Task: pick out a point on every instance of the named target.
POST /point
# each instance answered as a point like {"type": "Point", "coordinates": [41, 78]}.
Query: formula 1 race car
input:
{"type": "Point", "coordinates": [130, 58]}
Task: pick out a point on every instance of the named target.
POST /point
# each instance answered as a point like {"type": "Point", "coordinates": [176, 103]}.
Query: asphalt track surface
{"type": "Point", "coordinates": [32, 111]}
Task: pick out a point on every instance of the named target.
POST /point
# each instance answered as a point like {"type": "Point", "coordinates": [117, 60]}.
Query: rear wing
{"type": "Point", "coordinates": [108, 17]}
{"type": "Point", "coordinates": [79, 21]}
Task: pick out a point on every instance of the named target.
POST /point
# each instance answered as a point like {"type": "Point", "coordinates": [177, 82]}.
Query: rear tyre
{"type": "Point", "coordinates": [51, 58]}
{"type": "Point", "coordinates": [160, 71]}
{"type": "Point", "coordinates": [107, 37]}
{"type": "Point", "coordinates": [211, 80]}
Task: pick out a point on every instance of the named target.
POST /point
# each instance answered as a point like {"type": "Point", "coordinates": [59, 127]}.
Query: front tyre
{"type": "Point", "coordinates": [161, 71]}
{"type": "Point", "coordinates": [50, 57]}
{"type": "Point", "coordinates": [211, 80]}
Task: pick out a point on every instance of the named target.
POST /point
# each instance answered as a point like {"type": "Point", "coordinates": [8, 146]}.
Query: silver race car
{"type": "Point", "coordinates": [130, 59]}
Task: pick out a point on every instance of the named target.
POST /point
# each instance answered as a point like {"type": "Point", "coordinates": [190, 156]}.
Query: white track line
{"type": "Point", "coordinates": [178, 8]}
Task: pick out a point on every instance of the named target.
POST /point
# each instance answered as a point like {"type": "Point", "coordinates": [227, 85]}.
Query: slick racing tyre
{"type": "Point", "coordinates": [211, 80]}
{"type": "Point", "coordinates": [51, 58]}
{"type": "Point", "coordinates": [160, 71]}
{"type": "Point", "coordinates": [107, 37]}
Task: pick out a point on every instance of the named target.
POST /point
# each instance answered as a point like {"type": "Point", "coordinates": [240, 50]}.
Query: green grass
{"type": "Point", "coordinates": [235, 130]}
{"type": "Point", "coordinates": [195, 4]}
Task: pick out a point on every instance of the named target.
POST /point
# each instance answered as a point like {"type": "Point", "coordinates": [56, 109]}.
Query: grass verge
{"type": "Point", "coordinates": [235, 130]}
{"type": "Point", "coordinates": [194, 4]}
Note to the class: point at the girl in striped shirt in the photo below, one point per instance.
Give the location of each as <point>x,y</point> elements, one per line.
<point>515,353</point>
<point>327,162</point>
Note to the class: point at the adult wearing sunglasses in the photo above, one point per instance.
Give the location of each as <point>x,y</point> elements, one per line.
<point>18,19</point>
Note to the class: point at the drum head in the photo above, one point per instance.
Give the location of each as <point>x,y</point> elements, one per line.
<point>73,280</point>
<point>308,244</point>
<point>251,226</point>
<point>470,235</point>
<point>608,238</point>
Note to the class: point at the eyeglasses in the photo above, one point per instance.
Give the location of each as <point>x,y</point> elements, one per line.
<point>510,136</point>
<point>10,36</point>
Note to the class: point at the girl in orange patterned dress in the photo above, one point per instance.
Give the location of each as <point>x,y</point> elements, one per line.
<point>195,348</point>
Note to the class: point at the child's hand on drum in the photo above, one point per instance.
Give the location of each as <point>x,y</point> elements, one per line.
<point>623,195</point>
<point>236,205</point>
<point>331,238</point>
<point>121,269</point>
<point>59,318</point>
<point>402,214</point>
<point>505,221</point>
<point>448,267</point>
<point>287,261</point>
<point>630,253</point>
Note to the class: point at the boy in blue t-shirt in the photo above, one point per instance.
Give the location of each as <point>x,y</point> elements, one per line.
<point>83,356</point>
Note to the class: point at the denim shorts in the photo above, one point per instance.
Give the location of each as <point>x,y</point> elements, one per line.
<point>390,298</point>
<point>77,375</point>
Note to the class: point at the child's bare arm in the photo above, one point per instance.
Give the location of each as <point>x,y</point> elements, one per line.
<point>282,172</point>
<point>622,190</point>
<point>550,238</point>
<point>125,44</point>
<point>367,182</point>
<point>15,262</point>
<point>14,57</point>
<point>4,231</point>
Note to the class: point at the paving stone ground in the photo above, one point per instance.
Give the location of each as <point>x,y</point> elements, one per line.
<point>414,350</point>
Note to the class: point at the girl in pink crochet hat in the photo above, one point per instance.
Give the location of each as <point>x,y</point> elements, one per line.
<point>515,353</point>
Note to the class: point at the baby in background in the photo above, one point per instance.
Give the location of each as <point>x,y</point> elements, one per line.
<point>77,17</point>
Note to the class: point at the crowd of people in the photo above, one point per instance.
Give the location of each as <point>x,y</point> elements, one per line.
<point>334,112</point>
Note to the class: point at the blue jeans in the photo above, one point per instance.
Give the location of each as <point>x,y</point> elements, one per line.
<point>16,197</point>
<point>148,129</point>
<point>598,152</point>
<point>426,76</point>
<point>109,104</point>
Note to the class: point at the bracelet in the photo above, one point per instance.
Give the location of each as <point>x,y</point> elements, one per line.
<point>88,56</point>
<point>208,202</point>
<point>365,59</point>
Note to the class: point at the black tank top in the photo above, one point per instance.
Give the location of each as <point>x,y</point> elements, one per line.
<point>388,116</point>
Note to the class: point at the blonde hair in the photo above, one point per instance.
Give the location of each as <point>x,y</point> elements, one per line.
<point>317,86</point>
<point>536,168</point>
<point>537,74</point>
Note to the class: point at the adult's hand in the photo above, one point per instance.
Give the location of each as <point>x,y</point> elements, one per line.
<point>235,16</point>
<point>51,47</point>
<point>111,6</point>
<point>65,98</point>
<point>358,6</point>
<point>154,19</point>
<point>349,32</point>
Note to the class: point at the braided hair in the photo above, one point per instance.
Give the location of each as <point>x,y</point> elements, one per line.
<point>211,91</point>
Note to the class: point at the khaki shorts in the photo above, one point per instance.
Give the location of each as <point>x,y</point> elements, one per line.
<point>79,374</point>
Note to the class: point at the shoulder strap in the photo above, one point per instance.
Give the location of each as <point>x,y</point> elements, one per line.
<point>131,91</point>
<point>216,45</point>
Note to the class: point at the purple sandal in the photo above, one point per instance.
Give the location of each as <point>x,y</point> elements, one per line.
______
Brief: Please copy out each line of the listing above that contains the string "child".

Worked solution:
Note to the class: point at the child's hand on drum in the photo above, one point per instance.
Note to the class: point at the child's bare arm in the photo above, one point per instance.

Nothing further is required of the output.